● Excerpted data
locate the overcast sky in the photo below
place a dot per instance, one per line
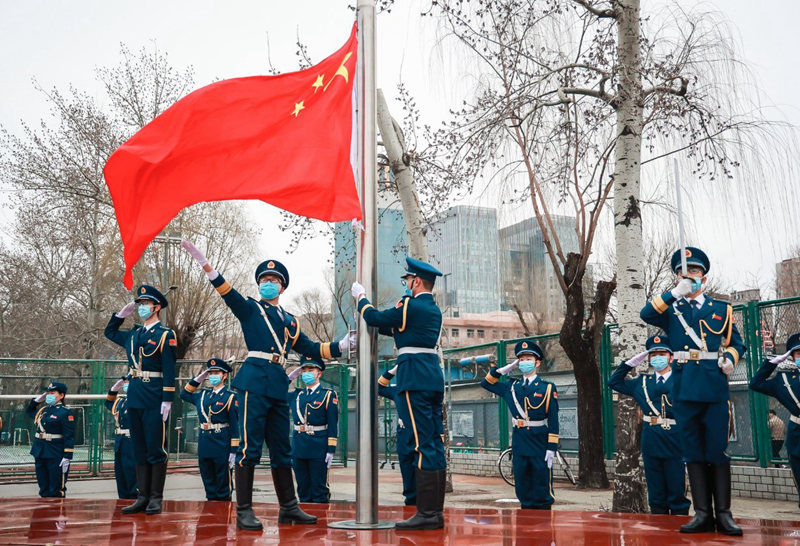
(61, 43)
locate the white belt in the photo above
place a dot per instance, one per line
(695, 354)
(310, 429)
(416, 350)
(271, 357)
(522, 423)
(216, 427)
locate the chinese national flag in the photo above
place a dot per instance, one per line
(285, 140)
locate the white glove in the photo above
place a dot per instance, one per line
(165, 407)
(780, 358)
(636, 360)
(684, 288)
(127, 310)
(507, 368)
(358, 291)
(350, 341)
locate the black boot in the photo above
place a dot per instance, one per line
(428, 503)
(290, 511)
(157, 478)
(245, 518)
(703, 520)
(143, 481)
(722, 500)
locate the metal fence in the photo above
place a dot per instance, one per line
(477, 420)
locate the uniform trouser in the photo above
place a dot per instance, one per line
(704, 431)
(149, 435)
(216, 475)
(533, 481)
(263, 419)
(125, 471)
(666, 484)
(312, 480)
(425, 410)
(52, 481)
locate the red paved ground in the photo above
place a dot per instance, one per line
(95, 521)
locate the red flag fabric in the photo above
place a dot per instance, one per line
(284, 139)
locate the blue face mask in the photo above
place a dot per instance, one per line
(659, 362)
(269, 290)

● Exercise details
Starting at the line that contains "locate the white belt in the photo above" and continuing down through the final line above, rewrite every line as a numbered list, leaving out any blank lines.

● Exercise answer
1. locate the white belt in the photo above
2. place a dot per instance, one per line
3. (695, 354)
4. (310, 429)
5. (416, 350)
6. (271, 357)
7. (522, 423)
8. (216, 427)
9. locate the chinese national flag in the photo above
10. place a dot per instance, one per line
11. (285, 140)
12. locate the white glove in the photo above
13. place a dot per instance, one per line
14. (165, 407)
15. (780, 358)
16. (636, 360)
17. (684, 288)
18. (127, 310)
19. (507, 368)
20. (358, 291)
21. (350, 341)
22. locate the black boot in the photo above
23. place a dot per instance, one per line
24. (428, 503)
25. (290, 511)
26. (157, 478)
27. (245, 518)
28. (703, 520)
29. (143, 481)
30. (722, 500)
31. locate the metal fence in the photo above
32. place a dot per instance, one per line
33. (477, 420)
34. locate the uniform trouser in the photo above
35. place a dot per instance, one per line
36. (704, 431)
37. (149, 435)
38. (216, 475)
39. (533, 481)
40. (263, 419)
41. (125, 471)
42. (666, 484)
43. (312, 480)
44. (425, 410)
45. (52, 481)
46. locate the red paved ground in the photo above
47. place a dot per instance, one per line
48. (95, 521)
49. locate the red flag fabric in the photo above
50. place a dot per instance, one per line
51. (284, 139)
52. locate the blue face mask in the photo above
53. place a dot per instance, one per line
54. (659, 362)
55. (269, 290)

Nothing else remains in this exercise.